TASK DETAILS.
Return the items below word for word, from the beginning of the items through the line containing "point(374, 317)", with that line included. Omit the pictures from your answer.

=== DATA SHOWN ===

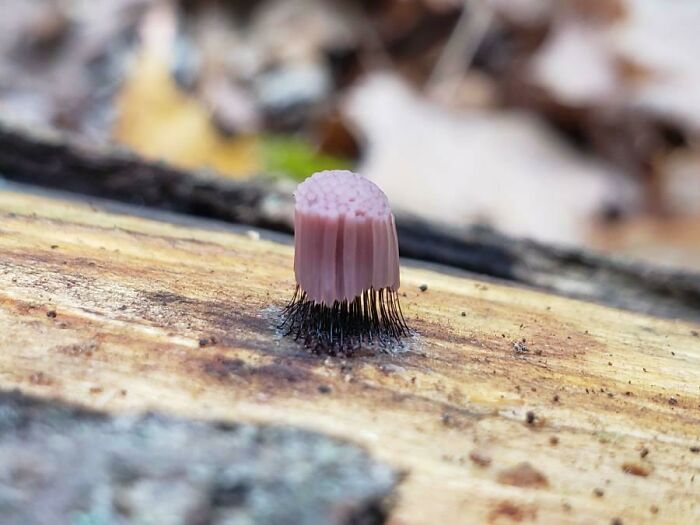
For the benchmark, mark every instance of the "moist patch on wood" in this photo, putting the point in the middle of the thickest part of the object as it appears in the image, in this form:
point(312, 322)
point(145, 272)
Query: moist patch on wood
point(138, 469)
point(523, 475)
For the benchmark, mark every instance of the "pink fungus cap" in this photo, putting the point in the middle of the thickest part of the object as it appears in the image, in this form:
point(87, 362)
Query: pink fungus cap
point(344, 237)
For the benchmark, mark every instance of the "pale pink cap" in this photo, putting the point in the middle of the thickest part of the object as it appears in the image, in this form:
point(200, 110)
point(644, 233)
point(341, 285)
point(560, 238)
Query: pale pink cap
point(344, 237)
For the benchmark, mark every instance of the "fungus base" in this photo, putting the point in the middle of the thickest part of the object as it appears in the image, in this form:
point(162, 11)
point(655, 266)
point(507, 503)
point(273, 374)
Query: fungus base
point(374, 317)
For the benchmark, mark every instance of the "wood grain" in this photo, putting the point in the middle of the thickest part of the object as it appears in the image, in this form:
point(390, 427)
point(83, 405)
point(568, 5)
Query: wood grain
point(593, 416)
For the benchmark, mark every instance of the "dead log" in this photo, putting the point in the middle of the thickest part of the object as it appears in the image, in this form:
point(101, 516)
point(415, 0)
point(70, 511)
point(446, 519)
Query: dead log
point(54, 162)
point(508, 405)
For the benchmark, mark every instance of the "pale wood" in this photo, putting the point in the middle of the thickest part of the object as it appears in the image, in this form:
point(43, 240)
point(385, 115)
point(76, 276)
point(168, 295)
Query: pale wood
point(133, 297)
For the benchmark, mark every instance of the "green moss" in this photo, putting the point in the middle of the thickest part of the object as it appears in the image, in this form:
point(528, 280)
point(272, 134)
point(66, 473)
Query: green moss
point(296, 158)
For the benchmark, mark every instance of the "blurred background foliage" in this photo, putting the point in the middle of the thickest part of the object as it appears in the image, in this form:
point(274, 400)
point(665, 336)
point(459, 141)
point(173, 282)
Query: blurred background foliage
point(567, 121)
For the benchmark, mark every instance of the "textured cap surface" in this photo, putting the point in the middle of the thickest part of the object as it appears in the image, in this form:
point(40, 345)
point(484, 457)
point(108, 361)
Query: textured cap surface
point(344, 236)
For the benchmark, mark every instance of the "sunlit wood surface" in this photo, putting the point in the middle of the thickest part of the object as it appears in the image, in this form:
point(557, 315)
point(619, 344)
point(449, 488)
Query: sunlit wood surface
point(509, 406)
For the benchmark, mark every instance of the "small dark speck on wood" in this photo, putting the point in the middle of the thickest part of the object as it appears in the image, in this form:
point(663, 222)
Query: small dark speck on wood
point(520, 347)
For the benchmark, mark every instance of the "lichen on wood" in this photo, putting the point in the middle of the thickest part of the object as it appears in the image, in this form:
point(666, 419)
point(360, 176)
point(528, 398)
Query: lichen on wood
point(132, 299)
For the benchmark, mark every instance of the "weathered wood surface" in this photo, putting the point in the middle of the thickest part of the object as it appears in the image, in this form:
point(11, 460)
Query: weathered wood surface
point(56, 162)
point(123, 313)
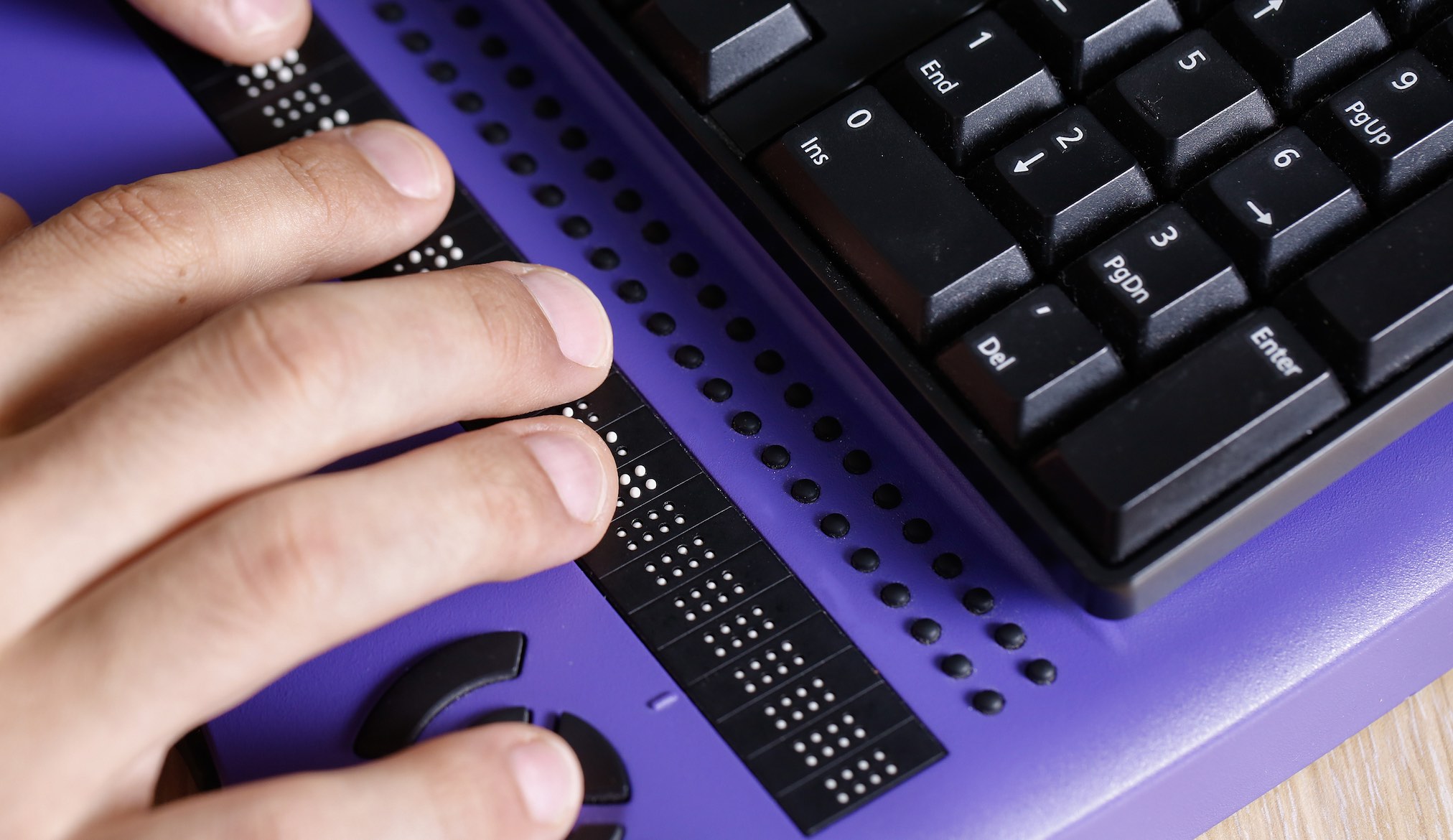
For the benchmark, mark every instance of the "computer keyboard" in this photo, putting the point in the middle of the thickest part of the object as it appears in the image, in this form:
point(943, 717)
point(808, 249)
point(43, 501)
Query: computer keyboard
point(1153, 272)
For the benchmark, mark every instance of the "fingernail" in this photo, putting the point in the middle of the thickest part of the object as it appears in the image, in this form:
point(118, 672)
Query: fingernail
point(404, 162)
point(574, 468)
point(542, 769)
point(252, 18)
point(579, 320)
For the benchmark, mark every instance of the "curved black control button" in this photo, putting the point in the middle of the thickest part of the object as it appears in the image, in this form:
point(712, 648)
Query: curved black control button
point(607, 779)
point(432, 683)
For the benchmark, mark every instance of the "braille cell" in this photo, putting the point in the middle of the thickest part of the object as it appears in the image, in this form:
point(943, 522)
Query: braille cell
point(978, 601)
point(746, 424)
point(865, 560)
point(926, 631)
point(1010, 637)
point(716, 390)
point(836, 525)
point(689, 356)
point(895, 594)
point(776, 457)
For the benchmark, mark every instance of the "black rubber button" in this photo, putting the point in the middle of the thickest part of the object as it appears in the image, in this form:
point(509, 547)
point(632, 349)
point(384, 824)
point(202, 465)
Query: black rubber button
point(888, 498)
point(1010, 637)
point(926, 631)
point(836, 525)
point(989, 702)
point(1041, 672)
point(441, 678)
point(895, 594)
point(716, 390)
point(607, 779)
point(978, 601)
point(948, 566)
point(956, 666)
point(865, 560)
point(746, 424)
point(689, 356)
point(805, 490)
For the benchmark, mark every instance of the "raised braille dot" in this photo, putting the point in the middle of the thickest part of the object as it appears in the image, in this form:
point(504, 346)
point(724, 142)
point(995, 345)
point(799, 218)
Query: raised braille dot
point(805, 490)
point(836, 525)
point(631, 291)
point(495, 47)
point(776, 457)
point(522, 164)
point(442, 72)
point(628, 201)
point(858, 462)
point(827, 429)
point(600, 169)
point(1041, 672)
point(917, 531)
point(716, 390)
point(742, 330)
point(978, 601)
point(519, 78)
point(746, 424)
point(865, 560)
point(895, 594)
point(1010, 637)
point(604, 259)
point(497, 134)
point(576, 227)
point(926, 631)
point(956, 666)
point(990, 702)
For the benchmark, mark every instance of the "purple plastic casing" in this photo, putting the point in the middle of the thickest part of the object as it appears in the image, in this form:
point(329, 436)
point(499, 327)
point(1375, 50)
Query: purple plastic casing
point(1157, 727)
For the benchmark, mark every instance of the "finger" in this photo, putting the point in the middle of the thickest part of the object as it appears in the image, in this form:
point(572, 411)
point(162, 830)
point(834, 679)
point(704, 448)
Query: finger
point(248, 594)
point(12, 218)
point(499, 783)
point(115, 276)
point(240, 31)
point(275, 388)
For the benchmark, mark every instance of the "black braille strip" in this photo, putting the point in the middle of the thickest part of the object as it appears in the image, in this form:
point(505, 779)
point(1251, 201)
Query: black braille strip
point(865, 560)
point(917, 531)
point(689, 356)
point(805, 490)
point(716, 390)
point(604, 259)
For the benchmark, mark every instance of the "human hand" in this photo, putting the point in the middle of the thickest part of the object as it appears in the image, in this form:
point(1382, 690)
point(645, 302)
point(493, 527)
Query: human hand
point(164, 378)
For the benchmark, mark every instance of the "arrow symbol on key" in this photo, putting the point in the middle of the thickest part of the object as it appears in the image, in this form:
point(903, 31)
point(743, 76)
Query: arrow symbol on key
point(1272, 6)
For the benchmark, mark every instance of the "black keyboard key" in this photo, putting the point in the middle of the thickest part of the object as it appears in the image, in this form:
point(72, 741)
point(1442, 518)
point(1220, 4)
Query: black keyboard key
point(971, 88)
point(1087, 41)
point(714, 47)
point(894, 213)
point(1393, 130)
point(1186, 109)
point(1190, 434)
point(1157, 286)
point(1278, 207)
point(1302, 50)
point(1032, 368)
point(1385, 302)
point(1064, 184)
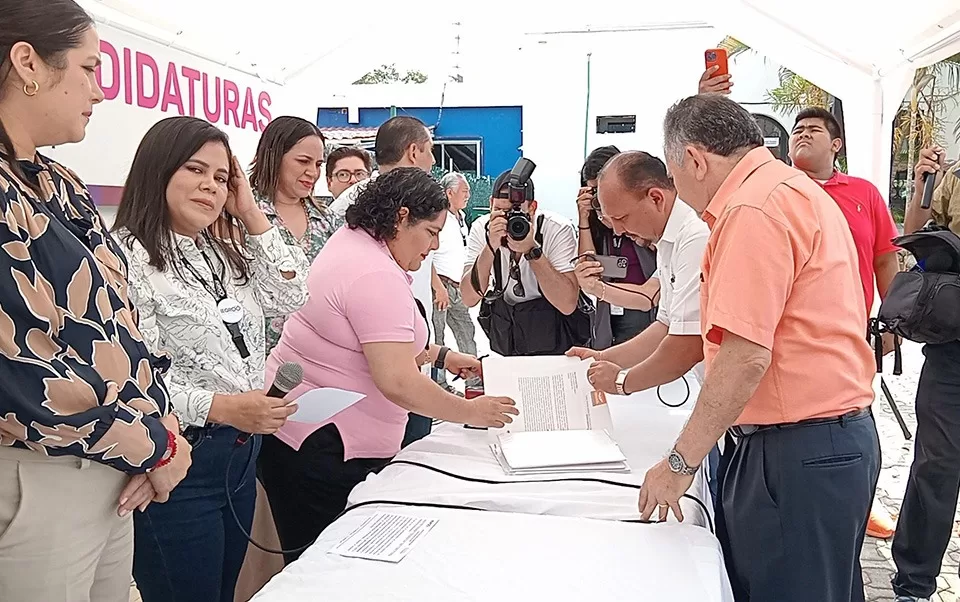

===

TASK RESULT.
For the benchmark, mark every instance of the "moist patch on wood" in this photo, putting the point in the middle of the thickest part of the object as it appears in the image, in this form:
point(312, 322)
point(145, 272)
Query: moist patch on wood
point(138, 469)
point(523, 475)
For the benchmark, mark every instance of the "pink fungus cap" in this photo, putting the point in the middle of the thickest part of the object as it appears in the image, in this form:
point(87, 362)
Query: pink fungus cap
point(344, 237)
For the benchmark, mark every instance of the "pale pink cap" in this photo, putting the point in the middle of the thickest part of the object as it appears in the image, in this form:
point(200, 110)
point(644, 233)
point(341, 285)
point(560, 238)
Query: pale pink cap
point(344, 237)
For the benchmark, mark every instance of the "fungus base" in this photo, putting the point in the middle of the thickest part of the object as it appears in the image, in this form:
point(162, 11)
point(655, 266)
point(507, 503)
point(273, 374)
Query: fungus base
point(374, 317)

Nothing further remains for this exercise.